* _Required action_
Copy exactly the lines from the one containing "Input: one image plus one free-text prompt." through the last line of the records below, including both, and leave out any pictures.

(Data section)

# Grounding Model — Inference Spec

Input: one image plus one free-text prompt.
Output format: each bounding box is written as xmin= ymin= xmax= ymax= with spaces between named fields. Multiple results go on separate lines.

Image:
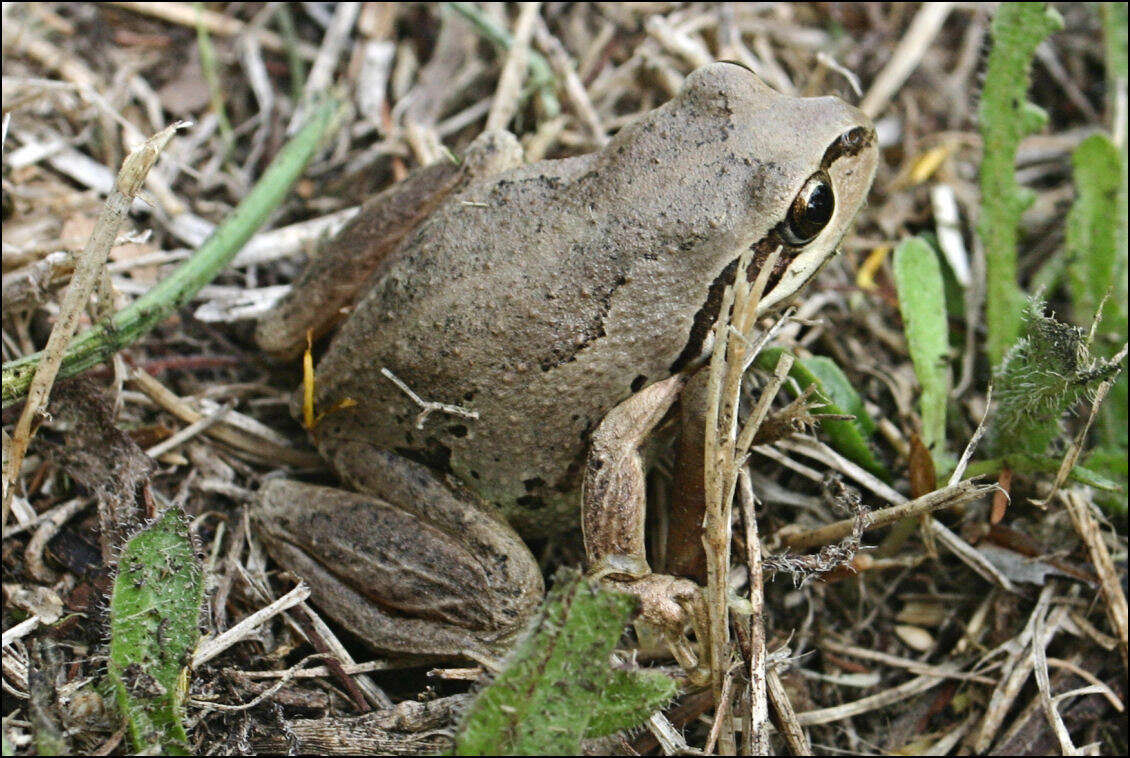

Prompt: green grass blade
xmin=893 ymin=237 xmax=951 ymax=456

(End Data section)

* _Response below_
Input: one image plus one free-text prompt.
Output format: each bounding box is written as xmin= ymin= xmax= ymax= with spaces between named fields. Multiple results go on separate lines.

Image:

Prompt: green grass blade
xmin=893 ymin=237 xmax=951 ymax=456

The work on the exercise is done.